### WORK TO DO
Write out the lines of the records below as a JSON list of strings, one string per line, with blank lines left out and the pictures excluded.
* * * * * * *
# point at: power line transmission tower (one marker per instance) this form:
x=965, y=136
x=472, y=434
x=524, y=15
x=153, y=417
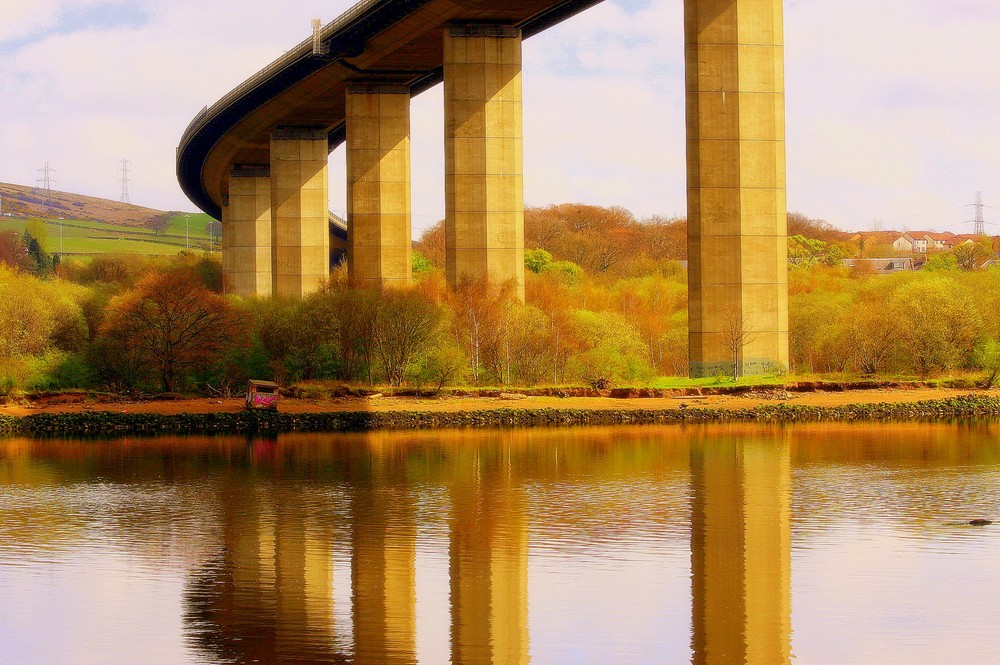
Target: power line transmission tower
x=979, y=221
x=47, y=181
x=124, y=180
* * * * * * *
### WRITTEN RESPONSE
[
  "# point at: power line transmission tower (one marker per instance) this form:",
  "x=965, y=136",
  "x=472, y=434",
  "x=524, y=15",
  "x=153, y=417",
  "Target: power line transmission tower",
  "x=979, y=221",
  "x=47, y=181",
  "x=124, y=180"
]